Task details:
Can you copy the lines from the one that contains "# report the position of each instance of the gravel" through the end of the material below, exactly and with nothing else?
>>>>>
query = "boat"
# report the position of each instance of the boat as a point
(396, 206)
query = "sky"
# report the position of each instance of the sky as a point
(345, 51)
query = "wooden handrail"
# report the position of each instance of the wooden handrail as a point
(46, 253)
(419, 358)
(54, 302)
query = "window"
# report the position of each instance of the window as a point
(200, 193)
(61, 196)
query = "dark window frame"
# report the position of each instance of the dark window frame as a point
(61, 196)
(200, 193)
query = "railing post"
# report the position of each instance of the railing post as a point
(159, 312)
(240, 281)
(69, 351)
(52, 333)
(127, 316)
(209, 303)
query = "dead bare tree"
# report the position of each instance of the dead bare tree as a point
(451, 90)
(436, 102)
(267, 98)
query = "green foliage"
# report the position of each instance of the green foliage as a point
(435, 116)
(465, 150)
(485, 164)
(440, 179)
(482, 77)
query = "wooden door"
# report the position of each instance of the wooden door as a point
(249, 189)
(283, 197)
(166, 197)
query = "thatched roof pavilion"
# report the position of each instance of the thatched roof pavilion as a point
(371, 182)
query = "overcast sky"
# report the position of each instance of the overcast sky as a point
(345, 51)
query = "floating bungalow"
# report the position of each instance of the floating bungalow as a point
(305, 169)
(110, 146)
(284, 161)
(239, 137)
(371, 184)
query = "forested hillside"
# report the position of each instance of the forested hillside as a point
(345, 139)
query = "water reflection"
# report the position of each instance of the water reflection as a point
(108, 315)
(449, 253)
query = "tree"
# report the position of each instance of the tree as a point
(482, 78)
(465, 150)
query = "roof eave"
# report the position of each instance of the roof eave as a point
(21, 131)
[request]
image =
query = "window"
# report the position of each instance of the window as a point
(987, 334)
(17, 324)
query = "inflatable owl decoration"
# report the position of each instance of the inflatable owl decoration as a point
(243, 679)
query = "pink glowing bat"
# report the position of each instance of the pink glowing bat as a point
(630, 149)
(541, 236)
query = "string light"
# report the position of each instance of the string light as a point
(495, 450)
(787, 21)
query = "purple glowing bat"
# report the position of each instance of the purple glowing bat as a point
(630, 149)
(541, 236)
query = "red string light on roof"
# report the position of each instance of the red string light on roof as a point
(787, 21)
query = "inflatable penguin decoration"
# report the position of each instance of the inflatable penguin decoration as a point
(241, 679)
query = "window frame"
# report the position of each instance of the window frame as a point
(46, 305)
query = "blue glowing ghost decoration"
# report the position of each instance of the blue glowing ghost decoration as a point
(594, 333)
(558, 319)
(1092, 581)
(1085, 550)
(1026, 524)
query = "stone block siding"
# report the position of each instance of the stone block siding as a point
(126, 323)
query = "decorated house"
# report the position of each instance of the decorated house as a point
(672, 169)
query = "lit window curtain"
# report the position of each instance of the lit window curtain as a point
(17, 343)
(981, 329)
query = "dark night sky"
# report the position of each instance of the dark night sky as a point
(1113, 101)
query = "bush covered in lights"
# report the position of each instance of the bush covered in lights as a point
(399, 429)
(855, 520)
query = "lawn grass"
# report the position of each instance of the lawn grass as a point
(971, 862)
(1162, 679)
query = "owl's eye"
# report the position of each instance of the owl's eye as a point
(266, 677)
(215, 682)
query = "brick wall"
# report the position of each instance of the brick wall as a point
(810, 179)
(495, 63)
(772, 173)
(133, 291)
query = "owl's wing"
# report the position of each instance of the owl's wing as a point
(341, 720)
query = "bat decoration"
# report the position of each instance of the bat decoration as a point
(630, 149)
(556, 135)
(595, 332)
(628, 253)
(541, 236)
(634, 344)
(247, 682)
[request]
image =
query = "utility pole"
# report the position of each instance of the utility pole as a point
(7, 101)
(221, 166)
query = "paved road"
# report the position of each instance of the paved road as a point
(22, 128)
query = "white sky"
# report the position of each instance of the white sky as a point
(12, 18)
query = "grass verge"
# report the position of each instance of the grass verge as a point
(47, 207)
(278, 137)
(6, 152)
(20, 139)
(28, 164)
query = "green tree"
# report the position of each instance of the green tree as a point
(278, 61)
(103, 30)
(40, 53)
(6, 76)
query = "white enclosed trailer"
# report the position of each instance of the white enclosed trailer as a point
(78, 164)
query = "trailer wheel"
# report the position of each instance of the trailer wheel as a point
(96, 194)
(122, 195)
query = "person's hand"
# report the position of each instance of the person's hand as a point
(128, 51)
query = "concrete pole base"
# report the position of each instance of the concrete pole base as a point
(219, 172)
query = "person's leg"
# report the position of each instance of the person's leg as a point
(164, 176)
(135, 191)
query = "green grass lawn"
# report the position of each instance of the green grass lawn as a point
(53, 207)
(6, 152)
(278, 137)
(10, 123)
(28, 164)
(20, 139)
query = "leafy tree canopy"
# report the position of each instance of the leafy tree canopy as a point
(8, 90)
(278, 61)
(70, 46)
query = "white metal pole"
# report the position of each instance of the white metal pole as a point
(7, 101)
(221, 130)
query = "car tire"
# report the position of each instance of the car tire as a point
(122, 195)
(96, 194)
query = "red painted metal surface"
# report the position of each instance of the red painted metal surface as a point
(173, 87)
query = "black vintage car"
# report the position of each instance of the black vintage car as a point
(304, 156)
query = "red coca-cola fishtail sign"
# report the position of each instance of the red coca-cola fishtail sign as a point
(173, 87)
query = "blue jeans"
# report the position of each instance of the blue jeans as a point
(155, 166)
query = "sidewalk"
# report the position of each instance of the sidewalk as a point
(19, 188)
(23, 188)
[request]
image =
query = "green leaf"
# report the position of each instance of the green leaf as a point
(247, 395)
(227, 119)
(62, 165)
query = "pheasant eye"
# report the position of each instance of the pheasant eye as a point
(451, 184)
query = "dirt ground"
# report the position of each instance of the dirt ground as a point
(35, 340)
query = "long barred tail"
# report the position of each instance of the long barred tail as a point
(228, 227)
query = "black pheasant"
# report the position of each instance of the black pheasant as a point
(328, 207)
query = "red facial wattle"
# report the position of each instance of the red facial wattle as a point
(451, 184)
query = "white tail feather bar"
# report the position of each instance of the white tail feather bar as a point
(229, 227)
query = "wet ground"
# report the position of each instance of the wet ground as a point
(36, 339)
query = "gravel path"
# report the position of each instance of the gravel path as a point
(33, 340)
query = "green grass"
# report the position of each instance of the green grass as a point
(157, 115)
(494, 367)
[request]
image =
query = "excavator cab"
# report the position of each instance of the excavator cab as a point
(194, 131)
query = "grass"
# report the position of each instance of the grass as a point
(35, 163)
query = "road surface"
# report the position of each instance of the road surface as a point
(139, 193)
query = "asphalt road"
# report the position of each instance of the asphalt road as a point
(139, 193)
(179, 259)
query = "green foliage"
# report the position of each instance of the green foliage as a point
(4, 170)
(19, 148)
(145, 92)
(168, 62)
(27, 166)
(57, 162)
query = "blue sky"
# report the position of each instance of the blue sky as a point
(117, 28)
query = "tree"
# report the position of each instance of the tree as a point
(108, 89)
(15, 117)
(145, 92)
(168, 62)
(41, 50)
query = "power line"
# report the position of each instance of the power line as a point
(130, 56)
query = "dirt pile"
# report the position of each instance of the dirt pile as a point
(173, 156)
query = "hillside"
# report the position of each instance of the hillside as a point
<<<<<
Written solution:
# report the position of each instance of the gravel path as a point
(33, 340)
query = "green grass"
# report the position of each instance of the green grass as a point
(157, 115)
(494, 367)
[request]
image =
query = "excavator cab"
# report the position of each instance of the excavator cab as a point
(194, 131)
query = "grass"
# report the position of each instance of the grass as a point
(35, 163)
query = "road surface"
# report the position of each instance of the road surface as a point
(139, 193)
query = "asphalt road"
# report the position of each instance of the asphalt road as a point
(139, 193)
(179, 259)
query = "green foliage"
# report the position of each instance of the green foliage as a point
(4, 170)
(19, 148)
(145, 92)
(168, 62)
(27, 166)
(57, 162)
query = "blue sky"
# report the position of each instance of the blue sky as a point
(117, 28)
query = "tree"
# report the position of each instance of the tree as a point
(108, 89)
(15, 117)
(145, 92)
(168, 62)
(41, 50)
query = "power line"
# report the position of each instance of the power line as a point
(130, 56)
query = "dirt pile"
# report the position of each instance of the dirt pile as a point
(173, 156)
query = "hillside"
# report the position of each instance of the hillside as a point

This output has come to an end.